#### Exercise description:
Repeat the entries shown below with every word and mark intact.

---------- Data records

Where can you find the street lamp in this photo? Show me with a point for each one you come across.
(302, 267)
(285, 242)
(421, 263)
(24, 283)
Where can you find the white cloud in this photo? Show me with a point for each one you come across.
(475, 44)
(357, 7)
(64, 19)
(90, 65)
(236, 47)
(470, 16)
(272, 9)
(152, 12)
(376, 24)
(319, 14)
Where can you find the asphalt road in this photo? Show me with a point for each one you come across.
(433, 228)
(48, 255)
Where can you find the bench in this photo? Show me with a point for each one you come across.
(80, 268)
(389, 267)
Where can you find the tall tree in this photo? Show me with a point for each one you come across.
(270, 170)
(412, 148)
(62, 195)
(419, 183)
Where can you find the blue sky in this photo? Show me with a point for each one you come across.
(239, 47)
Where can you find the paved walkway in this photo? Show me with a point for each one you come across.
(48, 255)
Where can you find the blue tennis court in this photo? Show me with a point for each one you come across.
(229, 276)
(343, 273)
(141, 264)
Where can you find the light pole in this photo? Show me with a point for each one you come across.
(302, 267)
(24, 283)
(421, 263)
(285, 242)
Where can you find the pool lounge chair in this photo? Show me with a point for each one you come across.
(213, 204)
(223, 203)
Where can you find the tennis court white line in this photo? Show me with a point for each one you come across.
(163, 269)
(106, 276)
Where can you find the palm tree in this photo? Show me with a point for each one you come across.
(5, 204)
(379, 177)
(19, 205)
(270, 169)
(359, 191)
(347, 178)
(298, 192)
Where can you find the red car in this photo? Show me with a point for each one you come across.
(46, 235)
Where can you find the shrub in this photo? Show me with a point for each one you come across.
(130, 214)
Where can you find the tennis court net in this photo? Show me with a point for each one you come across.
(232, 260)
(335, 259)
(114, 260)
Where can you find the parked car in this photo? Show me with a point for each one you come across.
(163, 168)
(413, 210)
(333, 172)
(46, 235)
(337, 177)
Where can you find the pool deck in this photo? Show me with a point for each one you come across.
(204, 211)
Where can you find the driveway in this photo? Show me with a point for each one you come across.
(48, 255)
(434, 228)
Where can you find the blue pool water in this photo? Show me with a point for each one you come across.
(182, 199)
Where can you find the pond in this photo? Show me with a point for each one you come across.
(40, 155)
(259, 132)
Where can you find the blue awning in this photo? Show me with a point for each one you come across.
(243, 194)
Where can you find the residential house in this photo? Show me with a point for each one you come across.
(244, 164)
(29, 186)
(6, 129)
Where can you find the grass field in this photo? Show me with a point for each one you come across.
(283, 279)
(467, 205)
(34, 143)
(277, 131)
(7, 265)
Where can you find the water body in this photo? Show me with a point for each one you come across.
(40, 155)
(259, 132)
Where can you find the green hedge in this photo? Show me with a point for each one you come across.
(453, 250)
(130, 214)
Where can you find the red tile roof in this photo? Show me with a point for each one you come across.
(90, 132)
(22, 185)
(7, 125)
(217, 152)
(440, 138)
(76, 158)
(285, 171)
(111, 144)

--------------------

#### Reply:
Where can you find the street lamp in this photo? Show me with a point for each one you come across.
(302, 267)
(285, 242)
(421, 263)
(24, 283)
Where can you find the white cloud in this photo? Show me with a point for each one you come across.
(475, 44)
(357, 7)
(64, 19)
(90, 65)
(236, 47)
(470, 16)
(272, 9)
(152, 12)
(376, 24)
(319, 14)
Where can you find the asphalt road in this photo? Show me with a point for each one you come across.
(433, 228)
(48, 255)
Where can you find the bench in this photo? Show me with a point for each one you come across.
(80, 268)
(389, 267)
Where can you find the tall tree in this photo? Show me with a point for each one you come across.
(270, 170)
(412, 148)
(62, 195)
(419, 183)
Where can you find the blue sky in this photo? Show me with a point for each one you come across.
(239, 47)
Where can you find the paved walkway in this photo? Show me with a point for each one you come across.
(48, 255)
Where can you find the blue tennis court in this photo? Show me with a point for each one you come across.
(229, 276)
(343, 273)
(141, 264)
Where can you find the light pole in this photo? Show me with a point for each one you come across.
(302, 267)
(24, 283)
(421, 263)
(285, 242)
Where can you find the pool lounge chair in this photo? Show me with a point for each one you come across.
(213, 204)
(223, 203)
Where can you find the tennis court white line in this photo? Show me with a point for each one you come across.
(163, 269)
(106, 276)
Where can you find the palm tree in this photo? Show me with a point for each one you come across.
(5, 204)
(379, 177)
(19, 205)
(270, 169)
(359, 191)
(347, 178)
(298, 192)
Where can you find the red car in this photo? Show me with a point for each one you come across.
(46, 235)
Where can you find the shrub in this photo? Show me with a point for each one you come across.
(130, 214)
Where can you find the tennis court net in this photo? Show me with a point for each one you come across.
(232, 260)
(335, 259)
(114, 260)
Where can you find the parked car in this photo? Show me with a point for each one you come across.
(163, 168)
(413, 210)
(333, 172)
(46, 235)
(337, 177)
Where can you find the pool deck in this photo? Show me with a point for each one you come across.
(204, 211)
Where can you find the driveway in this photo? Show me with a point for each one you come across.
(48, 255)
(434, 228)
Where can you find the blue pool water in this photo? Show me with a point for each one you come across.
(182, 199)
Where can you find the pond in this photo? Show me with a point for each one you come across.
(40, 155)
(259, 132)
Where can you find the blue awning in this photo? Show me with a point for each one you come across.
(243, 194)
Where can you find the residential house in this photo? Show me with a point for each one you come across.
(244, 164)
(29, 186)
(6, 129)
Where can you find the grass field in this photo? Show me with a point for each one you come across.
(283, 279)
(467, 205)
(34, 143)
(277, 131)
(7, 265)
Where can you find the water body in this photo? Show me with a point for each one you come across.
(40, 155)
(259, 132)
Where can you find the green hedge in this photo? Show me with a point for each one you come across.
(453, 250)
(130, 214)
Where can you find the red tile roof in this photo? Show me with a point for each one you come across.
(90, 132)
(22, 185)
(7, 125)
(217, 152)
(440, 138)
(76, 158)
(285, 171)
(111, 144)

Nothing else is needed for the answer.